Il mare di fedeli segue il fercolo e si
stringe intorno, in tanto in tanto il campanello del “superiore” suona per
fermarsi, un addetto al comitato con tanto di abitino color porpora cinto
di rosso e un grosso medaglione che staziona al centro del torso in cui
sono effigiati i Santi martiri, sta sopra la "vara" raccoglie le offerte
di denaro e le appunta sul nastro bicolore che avvolge le due statue.
Issa i bambini per avvicinarli e
fargli
toccare i simulacri dei Santi, i fedeli gli porgono anche dei pezzi di
cotone da passare sul viso delle statue perché s’impregnino del loro
potere di guarigione.
Questo potere taumaturgico i Santi lo avevano anche con l’acqua, era
consuetudine, durante la processione palermitana, i devoti reggevano delle
“quartare” riempite d’acqua e l’imboccatura era chiusa da un fastello di
fiori i cui rami pescavano in essa, l’acqua benedetta successivamente
servirà a guarire ogni tipo di affezione e, recitavano un’orazione:
“Lu Santuzzu d’i grazii
cc’è chiddu chi nni scanza di danni cc’è"
E’ consuetudine dei palermitani che quando
parlano dei Santi medici si riferiscono ad uno solo di loro, S. Cosimo,
come in ugual modo riferendosi alla località rionale.
Il singolare culto dei fratelli medici
s’infittisce a Sferracavallo intorno al 1840, dove la piccola comunità
acquisisce i propri simulacri che annualmente porta in processione, e non
rara che nelle fiancate delle imbarcazioni o nell’altarino casalingo o
nelle edicole votive vi si mostri i due Santi medici nella loro classica
iconografia.
Le due statue dei Santi in legno cipresso policromo, opera
d’intaglio della metà del settecento d’artista siciliano sconosciuto, sono
raffigurate con visi giovanili, e abbigliati con una specie di pallio,
lunga toga da medico, gambe ignude e sandali ai piedi, reggono entrambi
nella mano sinistra un cofanetto dove secondo l’iconografia, era una
scatola contenente unguenti, nella mano destra portano un ramo di palma in
argento sbalzato, cesellato ed inciso simbolo del loro martirio ed anche
di rigenerazione e di immortalità.
Coronati con diademi d’argento sbalzato,
cesellato ed incastonati da alcune pietre preziose, autorevole opera
d’argentiere palermitano realizzata con i proventi delle offerte dei
fedeli, i santi sono posti in mezzo a due “trionfi” raggianti in
legno specie di stellario dove è posta l’illuminazione artificiale.
Esse
poggiano su due distinti basamenti, anche se comunemente l’iconografia li
vede uniti, in occasione della festa sono rimosse dall’altare maggiore
della parrocchia e poste sopra nella stessa base del fercolo ligneo
colorato d’azzurro per rappresentare il mare e trasportate per le vie del
borgo, mentre una miriade d’uomini, donne e bambini tra pianti,
ringraziamenti e invocazioni seguono la processione.

> [Il tuo obiettivo]:
Trascrivi senza alcuna modifica il brano del testo sulla processione dei Santi medici che comincia con "E’ consuetudine dei" e termina con "alla località rionale.". I record qui sotto non sono necessari.

> [Voci salvate]:
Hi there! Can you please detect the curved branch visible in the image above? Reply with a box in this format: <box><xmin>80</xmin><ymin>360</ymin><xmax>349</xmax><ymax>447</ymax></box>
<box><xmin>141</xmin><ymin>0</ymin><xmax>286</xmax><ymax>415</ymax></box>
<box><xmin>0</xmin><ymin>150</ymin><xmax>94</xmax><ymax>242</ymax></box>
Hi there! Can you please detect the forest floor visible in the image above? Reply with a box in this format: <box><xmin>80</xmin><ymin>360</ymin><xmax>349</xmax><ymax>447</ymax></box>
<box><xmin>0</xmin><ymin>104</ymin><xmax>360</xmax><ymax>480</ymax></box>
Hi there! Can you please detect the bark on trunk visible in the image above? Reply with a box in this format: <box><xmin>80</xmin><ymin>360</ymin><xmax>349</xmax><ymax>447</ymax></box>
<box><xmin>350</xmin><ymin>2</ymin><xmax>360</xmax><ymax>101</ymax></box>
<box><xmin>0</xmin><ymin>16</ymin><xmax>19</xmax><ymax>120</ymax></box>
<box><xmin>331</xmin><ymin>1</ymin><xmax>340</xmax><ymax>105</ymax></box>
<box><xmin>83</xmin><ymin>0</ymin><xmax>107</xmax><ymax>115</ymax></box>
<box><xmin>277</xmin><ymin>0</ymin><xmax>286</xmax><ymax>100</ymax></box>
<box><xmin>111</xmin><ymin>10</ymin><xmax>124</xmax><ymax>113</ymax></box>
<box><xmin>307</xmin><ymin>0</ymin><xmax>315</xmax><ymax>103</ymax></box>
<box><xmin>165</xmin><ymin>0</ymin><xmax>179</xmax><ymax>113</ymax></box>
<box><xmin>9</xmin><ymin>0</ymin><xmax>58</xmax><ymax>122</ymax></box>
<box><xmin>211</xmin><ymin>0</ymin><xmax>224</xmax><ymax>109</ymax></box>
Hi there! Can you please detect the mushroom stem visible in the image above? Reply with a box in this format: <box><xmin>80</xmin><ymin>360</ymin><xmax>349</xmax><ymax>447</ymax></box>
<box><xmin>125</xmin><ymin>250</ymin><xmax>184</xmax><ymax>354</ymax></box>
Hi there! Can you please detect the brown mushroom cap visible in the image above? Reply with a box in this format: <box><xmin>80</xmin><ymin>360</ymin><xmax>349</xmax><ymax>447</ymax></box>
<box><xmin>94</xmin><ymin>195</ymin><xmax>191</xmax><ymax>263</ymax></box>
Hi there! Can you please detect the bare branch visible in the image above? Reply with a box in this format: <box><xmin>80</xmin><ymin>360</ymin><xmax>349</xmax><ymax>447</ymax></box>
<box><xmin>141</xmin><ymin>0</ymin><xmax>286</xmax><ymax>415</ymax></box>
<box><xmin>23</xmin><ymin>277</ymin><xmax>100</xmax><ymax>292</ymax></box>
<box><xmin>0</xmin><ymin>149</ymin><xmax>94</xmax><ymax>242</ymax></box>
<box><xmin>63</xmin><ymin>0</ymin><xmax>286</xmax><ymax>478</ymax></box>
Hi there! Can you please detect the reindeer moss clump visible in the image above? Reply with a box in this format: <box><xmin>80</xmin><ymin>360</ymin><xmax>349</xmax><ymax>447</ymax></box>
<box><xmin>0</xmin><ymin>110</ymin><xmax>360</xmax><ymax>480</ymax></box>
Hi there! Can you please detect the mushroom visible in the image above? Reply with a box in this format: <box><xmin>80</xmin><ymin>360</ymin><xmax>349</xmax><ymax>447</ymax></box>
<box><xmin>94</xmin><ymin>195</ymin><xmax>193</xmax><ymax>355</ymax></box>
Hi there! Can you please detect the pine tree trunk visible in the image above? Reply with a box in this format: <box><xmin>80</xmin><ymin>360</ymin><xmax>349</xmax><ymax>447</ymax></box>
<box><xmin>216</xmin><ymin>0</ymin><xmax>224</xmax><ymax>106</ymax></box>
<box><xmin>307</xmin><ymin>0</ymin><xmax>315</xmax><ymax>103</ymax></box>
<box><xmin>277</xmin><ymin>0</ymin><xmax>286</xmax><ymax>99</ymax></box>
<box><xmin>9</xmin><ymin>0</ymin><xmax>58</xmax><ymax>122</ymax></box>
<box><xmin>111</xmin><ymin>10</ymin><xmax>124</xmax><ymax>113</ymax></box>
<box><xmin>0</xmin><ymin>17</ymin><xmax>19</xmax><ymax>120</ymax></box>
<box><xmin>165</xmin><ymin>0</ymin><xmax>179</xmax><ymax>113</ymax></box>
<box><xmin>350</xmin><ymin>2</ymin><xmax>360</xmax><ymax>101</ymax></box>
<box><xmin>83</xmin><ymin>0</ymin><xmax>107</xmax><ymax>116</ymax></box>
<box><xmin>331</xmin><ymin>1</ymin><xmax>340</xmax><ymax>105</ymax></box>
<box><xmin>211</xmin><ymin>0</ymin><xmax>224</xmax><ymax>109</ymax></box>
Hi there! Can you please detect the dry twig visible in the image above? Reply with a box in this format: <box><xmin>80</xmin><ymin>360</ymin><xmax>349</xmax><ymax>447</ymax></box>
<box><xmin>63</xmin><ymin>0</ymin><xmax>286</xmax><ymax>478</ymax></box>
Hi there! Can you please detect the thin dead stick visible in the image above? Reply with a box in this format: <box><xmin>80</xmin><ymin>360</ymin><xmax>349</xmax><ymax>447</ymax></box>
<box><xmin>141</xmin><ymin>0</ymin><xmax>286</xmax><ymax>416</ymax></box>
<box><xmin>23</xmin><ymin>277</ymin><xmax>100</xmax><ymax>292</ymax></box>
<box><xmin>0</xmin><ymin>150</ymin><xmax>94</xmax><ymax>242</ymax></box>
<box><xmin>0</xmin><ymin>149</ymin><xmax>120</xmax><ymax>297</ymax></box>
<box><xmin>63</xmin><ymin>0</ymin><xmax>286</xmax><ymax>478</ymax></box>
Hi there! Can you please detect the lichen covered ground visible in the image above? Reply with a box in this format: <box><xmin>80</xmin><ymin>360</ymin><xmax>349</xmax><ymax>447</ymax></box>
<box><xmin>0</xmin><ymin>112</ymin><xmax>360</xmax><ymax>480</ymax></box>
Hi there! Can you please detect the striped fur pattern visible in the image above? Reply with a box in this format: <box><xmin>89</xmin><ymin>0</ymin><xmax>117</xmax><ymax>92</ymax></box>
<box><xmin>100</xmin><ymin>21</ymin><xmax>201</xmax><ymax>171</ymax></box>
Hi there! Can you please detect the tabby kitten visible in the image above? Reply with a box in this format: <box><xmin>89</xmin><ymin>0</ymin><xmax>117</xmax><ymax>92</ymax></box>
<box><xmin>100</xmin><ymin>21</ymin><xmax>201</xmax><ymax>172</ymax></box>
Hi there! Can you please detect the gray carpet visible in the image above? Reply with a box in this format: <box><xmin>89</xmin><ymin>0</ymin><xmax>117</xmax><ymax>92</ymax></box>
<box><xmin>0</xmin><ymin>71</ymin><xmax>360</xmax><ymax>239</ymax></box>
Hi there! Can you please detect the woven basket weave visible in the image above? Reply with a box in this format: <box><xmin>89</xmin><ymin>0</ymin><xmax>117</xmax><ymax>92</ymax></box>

> [Risposta]:
E’ consuetudine dei palermitani che quando
parlano dei Santi medici si riferiscono ad uno solo di loro, S. Cosimo,
come in ugual modo riferendosi alla località rionale.